> Extrait du document:
----
Cette situation n'est pas fortuite. C'est le résultat d'une bataille idéologique acharnée qui a opposé les pédagogues québécois dans les années 80.

Retour en arrière: nous sommes en 1981 et le Conseil mondial des enfants doués et talentueux vient de tenir un congrès très couru à Montréal. À l'époque, les commissions scolaires cherchent à compenser l'abolition de l'ancien système de voies «faibles» et «enrichies» par des programmes particuliers destinés aux élèves plus doués que la moyenne.

La douance est encore un terme à la mode, quoique controversé. Fondateur de Douance Québec, un centre de recherche sur la précocité intellectuelle, Françoys Gagné entre en collision frontale avec la Centrale des enseignants du Québec qui combat la vague de programmes particuliers.

Le débat fait rage dans les commissions scolaires. Dans un coin du ring, il y a les «pro-douance», selon qui les enfants dotés d'une intelligence supérieure à la moyenne exigent une approche adaptée à leurs besoins. De l'autre, ceux qui dénoncent cette approche comme élitiste.

Les capacités intellectuelles sont en bonne partie innées, disent les premiers. Les élèves les plus performants viennent, comme par hasard, de milieux aisés, et en leur donnant une instruction plus poussée, on ne ferait qu'accroître les inégalités sociales, rétorquent les seconds.
----
> Consigne écrite 1: Traduisez en anglais cette phrase de l'extrait sur la douance : « La douance est encore un terme à la mode, quoique controversé. »
> Consigne écrite 2: Dans l'extrait sur la douance, reprenez le passage situé entre « Le débat fait » et « rétorquent les seconds. », inclus, en changeant « élitiste » en « injuste ».

> Données recueillies:
----
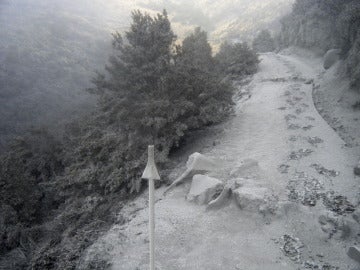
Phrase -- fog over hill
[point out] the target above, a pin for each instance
(49, 50)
----
> Réponse finale 1: Giftedness is still a fashionable term, albeit a controversial one.

> Réponse finale 2:
Le débat fait rage dans les commissions scolaires. Dans un coin du ring, il y a les «pro-douance», selon qui les enfants dotés d'une intelligence supérieure à la moyenne exigent une approche adaptée à leurs besoins. De l'autre, ceux qui dénoncent cette approche comme injuste.

Les capacités intellectuelles sont en bonne partie innées, disent les premiers. Les élèves les plus performants viennent, comme par hasard, de milieux aisés, et en leur donnant une instruction plus poussée, on ne ferait qu'accroître les inégalités sociales, rétorquent les seconds.